# 5. Data Manipulation III - Grouping and Aggregation - Quiz.ipynb

## 5.0. Import `polars` and Load Data

In [1]:
import polars as pl

In [2]:
column_rename_mapping = {
    "VendorID": "vendor_id",
    "RatecodeID": "ratecode_id",
    "PULocationID": "pu_location_id",
    "DOLocationID": "do_location_id",
    "Airport_fee": "airport_fee",
}
df = (
    pl.read_parquet("../data/yellow_tripdata_2024-03.parquet")
    .rename(column_rename_mapping)
)

## 5.1. Question 1

What is the maximum trip distance for trips with `pu_location_id = 1`?

In [3]:
result = (
    df
    .filter(
        #### YOUR CODE HERE
        pl.col("pu_location_id").eq(1)
    )
    .group_by(
        #### YOUR CODE HERE
        "pu_location_id"
    )
    .agg(
        #### YOUR CODE HERE
        pl.col("trip_distance").max()
    )
)
print(result)

shape: (1, 2)
┌────────────────┬───────────────┐
│ pu_location_id ┆ trip_distance │
│ ---            ┆ ---           │
│ i32            ┆ f64           │
╞════════════════╪═══════════════╡
│ 1              ┆ 35.75         │
└────────────────┴───────────────┘


1. 35.75 - correct
2. 29.7 - incorrect - are you sure you chose the right `pu_location_id`?
3. 176744.79 - incorrect - make sure to use `pu_location_id`, not `do_location_id`!
4. 0.0 - incorrect - are you taking the minimum or the maximum?

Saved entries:
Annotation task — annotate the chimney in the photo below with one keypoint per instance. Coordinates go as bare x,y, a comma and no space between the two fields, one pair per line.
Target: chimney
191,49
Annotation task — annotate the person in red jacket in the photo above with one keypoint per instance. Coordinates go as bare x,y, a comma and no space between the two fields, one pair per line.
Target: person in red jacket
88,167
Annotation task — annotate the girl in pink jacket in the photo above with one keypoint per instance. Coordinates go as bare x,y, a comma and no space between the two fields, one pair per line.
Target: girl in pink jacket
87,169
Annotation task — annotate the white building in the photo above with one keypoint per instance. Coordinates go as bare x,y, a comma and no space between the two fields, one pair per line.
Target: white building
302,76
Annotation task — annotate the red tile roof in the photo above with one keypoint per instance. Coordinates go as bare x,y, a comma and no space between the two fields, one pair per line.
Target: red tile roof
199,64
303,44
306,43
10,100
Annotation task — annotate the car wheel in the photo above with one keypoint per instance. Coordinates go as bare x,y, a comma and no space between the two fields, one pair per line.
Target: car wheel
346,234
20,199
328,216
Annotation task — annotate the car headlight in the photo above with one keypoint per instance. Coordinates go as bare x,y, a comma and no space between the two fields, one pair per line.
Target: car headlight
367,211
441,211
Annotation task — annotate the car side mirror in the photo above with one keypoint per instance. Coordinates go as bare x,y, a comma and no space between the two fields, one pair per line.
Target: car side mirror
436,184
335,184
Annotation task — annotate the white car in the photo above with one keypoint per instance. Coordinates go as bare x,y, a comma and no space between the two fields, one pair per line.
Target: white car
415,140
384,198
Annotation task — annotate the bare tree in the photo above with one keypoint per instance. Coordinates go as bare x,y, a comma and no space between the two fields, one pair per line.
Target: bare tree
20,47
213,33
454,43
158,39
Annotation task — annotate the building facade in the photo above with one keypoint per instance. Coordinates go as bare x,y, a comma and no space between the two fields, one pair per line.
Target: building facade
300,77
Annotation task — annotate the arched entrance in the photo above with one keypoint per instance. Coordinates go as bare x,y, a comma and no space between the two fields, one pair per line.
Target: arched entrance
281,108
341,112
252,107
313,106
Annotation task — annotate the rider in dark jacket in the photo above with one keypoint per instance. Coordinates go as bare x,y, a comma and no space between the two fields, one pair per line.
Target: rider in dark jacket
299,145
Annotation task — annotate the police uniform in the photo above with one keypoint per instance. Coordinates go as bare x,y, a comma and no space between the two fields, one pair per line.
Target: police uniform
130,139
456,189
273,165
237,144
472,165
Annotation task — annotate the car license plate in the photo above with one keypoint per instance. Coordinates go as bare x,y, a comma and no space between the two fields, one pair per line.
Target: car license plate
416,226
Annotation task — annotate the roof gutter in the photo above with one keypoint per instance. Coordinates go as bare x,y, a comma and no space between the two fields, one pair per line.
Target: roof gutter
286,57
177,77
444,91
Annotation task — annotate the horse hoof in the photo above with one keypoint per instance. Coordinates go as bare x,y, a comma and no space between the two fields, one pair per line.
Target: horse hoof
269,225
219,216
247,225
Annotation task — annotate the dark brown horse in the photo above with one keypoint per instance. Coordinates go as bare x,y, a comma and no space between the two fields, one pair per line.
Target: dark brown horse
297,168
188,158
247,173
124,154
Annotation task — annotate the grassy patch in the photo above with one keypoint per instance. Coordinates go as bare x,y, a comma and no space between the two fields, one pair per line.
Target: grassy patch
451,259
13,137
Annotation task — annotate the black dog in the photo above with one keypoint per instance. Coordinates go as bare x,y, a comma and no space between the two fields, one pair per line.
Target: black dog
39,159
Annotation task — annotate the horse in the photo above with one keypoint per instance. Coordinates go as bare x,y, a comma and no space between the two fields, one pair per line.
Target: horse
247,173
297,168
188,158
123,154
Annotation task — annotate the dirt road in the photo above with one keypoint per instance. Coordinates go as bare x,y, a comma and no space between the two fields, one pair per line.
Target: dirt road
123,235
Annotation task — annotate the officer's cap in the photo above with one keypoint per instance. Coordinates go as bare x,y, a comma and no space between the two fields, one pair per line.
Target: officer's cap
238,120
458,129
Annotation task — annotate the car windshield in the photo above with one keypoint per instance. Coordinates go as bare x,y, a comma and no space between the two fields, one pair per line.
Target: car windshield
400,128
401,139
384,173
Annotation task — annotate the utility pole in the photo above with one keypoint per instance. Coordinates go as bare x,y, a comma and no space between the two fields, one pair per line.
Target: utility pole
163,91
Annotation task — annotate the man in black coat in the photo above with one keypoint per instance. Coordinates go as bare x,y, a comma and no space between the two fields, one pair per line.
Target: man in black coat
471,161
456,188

Short exercise 1: Translate this sentence from the polars quiz notebook into Spanish: "What is the maximum trip distance for trips with `pu_location_id = 1`?"
Short exercise 2: Show every line of the rows above that contains the string "patch". The match is case-sensitive.

Exercise answer 1: ¿Cuál es la distancia máxima de viaje para los viajes con `pu_location_id = 1`?

Exercise answer 2:
Annotation task — annotate the grassy patch in the photo above with one keypoint per instance. Coordinates go as bare x,y, a comma and no space between the two fields, one pair per line.
Target: grassy patch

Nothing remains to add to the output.